## [Passage]
>>>>>

Inference settings: Adjust the Randomness, Repetition, and Response limits.
Chat history: You can filter the chat history by Model or Date range.

Inference a model by using the API

With the API, you can programmatically integrate AI capabilities into your applications by using industry-standard OpenAI-compatible endpoints. This approach is essential for production deployments where you need to automate AI interactions, handle high volumes of requests, or embed conversational AI into existing systems. The API provides the flexibility to customize model behavior, manage conversation history, and scale your AI-powered features alongside your application.

Currently, the following APIs are supported:

Chat completions /v1/chat/completions: Create - OGX documentation, OpenAI documentation; Get - OGX documentation, OpenAI documentation; List - OGX documentation, OpenAI documentation; Delete - OpenAI documentation
Models /v1/models: Get - OGX documentation, OpenAI documentation; List - OGX documentation, OpenAI documentation

Review the following sections for examples of how to complete common inference tasks by using the API.

API endpoint

All API requests use the following base URL format:

https://us-east.rhai.ibm.com/v1/projects/{project_id}/inference

Replace {project_id} with your project ID. To find it, go to Red Hat AI Inference projects, open your project, and click Details.

<<<<<

## [Extracted information]
>>>>>

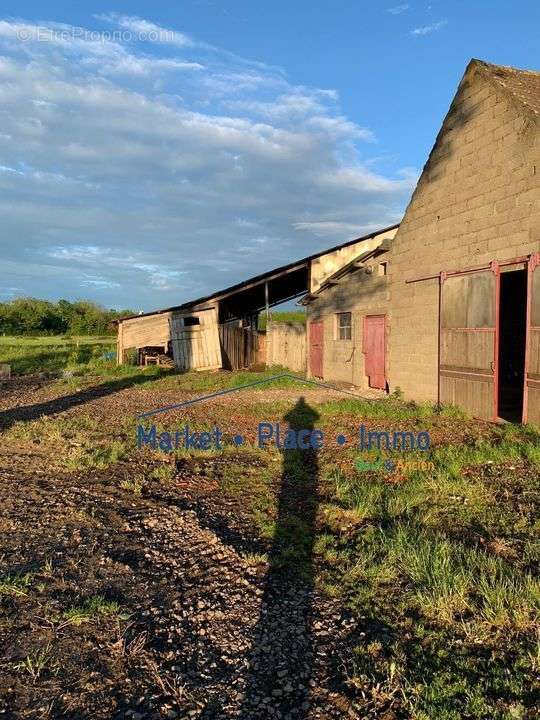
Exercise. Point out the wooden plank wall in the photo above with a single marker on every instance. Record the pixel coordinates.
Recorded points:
(149, 331)
(286, 345)
(196, 347)
(239, 346)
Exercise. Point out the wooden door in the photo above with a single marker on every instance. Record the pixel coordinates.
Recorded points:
(316, 348)
(468, 351)
(195, 340)
(531, 398)
(374, 349)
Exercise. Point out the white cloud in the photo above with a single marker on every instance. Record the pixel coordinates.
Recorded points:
(398, 9)
(148, 178)
(428, 29)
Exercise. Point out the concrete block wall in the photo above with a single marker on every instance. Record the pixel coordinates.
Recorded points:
(478, 200)
(360, 294)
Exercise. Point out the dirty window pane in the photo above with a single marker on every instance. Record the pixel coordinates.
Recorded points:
(468, 301)
(344, 326)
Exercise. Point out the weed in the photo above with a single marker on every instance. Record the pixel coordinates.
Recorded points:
(15, 585)
(38, 662)
(134, 485)
(90, 611)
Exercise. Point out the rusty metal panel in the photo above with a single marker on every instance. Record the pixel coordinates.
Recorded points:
(468, 342)
(374, 346)
(316, 348)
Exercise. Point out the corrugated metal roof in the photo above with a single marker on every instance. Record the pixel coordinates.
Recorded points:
(219, 294)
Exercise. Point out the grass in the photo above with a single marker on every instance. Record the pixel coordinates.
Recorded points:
(437, 564)
(39, 662)
(284, 316)
(91, 610)
(15, 585)
(53, 353)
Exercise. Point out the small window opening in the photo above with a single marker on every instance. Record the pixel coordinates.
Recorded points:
(344, 326)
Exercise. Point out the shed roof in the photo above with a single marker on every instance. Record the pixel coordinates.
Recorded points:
(292, 270)
(352, 266)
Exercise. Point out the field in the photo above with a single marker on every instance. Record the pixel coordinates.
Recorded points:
(51, 353)
(248, 582)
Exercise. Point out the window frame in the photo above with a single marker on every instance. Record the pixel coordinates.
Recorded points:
(346, 336)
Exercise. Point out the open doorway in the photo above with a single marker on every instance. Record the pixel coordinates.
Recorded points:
(512, 339)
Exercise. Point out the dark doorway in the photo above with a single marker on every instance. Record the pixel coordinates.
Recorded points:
(512, 338)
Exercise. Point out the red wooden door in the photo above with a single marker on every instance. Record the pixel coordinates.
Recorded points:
(316, 346)
(531, 400)
(469, 341)
(374, 345)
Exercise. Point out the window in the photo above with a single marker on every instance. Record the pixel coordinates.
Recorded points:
(344, 326)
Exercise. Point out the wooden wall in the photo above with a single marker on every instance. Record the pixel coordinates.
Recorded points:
(145, 331)
(286, 345)
(196, 347)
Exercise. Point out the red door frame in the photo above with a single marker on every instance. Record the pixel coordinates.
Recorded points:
(319, 347)
(496, 269)
(385, 320)
(532, 263)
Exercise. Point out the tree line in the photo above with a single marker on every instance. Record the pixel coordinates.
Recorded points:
(30, 316)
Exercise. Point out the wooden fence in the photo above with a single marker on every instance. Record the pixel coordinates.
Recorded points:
(238, 346)
(286, 345)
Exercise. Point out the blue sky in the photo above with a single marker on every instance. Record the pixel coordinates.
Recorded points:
(151, 154)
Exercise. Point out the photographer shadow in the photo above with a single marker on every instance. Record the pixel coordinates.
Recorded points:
(282, 654)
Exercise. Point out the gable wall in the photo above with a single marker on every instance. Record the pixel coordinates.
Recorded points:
(478, 200)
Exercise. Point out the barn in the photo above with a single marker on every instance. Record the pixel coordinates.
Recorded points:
(448, 310)
(220, 330)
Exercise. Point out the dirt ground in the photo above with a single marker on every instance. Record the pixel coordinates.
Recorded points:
(201, 631)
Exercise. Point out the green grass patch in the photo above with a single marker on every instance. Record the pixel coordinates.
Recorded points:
(91, 610)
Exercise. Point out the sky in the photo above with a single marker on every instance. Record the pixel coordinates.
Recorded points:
(152, 153)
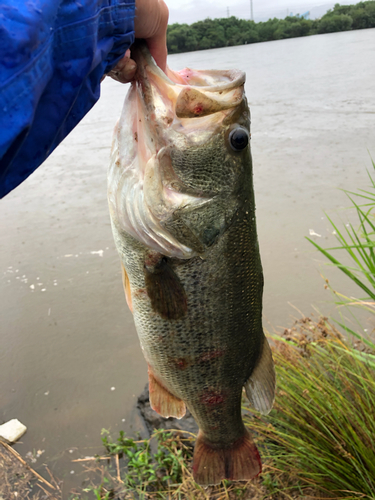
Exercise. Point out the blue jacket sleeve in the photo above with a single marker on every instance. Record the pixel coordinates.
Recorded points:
(53, 54)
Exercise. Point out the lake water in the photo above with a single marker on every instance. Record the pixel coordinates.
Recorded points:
(70, 363)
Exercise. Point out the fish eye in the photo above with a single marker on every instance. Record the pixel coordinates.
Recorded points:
(239, 138)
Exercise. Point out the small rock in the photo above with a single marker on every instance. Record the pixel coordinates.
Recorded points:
(11, 431)
(154, 421)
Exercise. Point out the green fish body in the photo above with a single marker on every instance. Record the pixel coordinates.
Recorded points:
(183, 215)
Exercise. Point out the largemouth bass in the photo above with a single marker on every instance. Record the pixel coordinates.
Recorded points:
(183, 215)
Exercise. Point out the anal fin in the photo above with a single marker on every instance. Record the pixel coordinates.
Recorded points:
(239, 462)
(162, 401)
(260, 387)
(126, 283)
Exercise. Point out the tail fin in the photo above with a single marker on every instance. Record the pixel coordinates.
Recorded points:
(240, 462)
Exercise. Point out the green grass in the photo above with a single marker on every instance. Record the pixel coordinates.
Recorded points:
(357, 242)
(321, 432)
(320, 436)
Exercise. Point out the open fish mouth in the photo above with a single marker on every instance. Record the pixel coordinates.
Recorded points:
(164, 113)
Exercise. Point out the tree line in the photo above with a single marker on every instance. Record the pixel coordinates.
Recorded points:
(229, 31)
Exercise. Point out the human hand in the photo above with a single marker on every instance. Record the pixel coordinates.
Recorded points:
(150, 23)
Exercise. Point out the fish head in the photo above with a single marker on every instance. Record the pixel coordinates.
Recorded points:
(182, 141)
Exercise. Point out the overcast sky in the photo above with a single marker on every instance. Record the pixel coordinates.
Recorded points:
(189, 11)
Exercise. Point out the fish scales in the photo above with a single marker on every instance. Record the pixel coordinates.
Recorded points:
(198, 315)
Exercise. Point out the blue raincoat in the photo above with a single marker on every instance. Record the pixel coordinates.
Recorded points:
(53, 54)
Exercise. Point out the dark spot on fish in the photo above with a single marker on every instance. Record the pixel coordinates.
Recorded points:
(141, 292)
(181, 363)
(212, 398)
(207, 356)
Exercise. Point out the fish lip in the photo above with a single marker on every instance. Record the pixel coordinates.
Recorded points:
(145, 62)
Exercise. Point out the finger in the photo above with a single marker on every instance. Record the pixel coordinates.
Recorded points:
(151, 23)
(124, 70)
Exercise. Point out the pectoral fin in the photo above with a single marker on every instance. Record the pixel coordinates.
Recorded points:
(166, 292)
(162, 401)
(126, 283)
(260, 387)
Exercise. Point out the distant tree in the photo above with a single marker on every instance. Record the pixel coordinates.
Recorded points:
(335, 22)
(228, 31)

<<<<<

## [Required action A]
According to the inference API passage, what can the chat history be filtered by?
## [Required action B]
Continue the inference API passage, picking up after its final sentence.
You won't need the data.

## [Answer box A]
By model or by date range.

## [Answer box B]
Authenticating to the API

Before you can make API calls, you need to authenticate your requests. You can authenticate by using either a bearer token or an IBM Cloud API key.

Authenticating by using a bearer token

Bearer tokens ensure secure access to your project's inference capabilities and are generated from your IBM Cloud API key. Bearer tokens expire after a set period, so they must be refreshed periodically.

The following example shows how to retrieve a bearer token.

curl -X POST "https://iam.cloud.ibm.com/identity/token" --header "Content-Type: application/x-www-form-urlencoded" --header "Accept: application/json" --data-urlencode "grant_type=urn:ibm:params:oauth:grant-type:apikey" --data-urlencode "apikey=${IBM_CLOUD_API_KEY}"

The bearer token is the access_token in the response. These tokens have an expiration date and must be periodically refreshed.

{"access_token":"xxxxx","refresh_token":"not_supported","token_type":"Bearer","expires_in":3600,"expiration":1770058324,"scope":"ibm openid"}

Authenticating by using an API key

There are two ways to authenticate with an API key: You can create a service ID, which is the recommended way to distribute access and controls. If you create a service ID, you need to create a service ID API key as well, which you use to authenticate. Getting started with Red Hat AI Inference explains how to create a service ID and an API key to authenticate programmatically.

You can also authenticate by using a user API key, as opposed to a service ID API key. For more information, see Managing user API keys.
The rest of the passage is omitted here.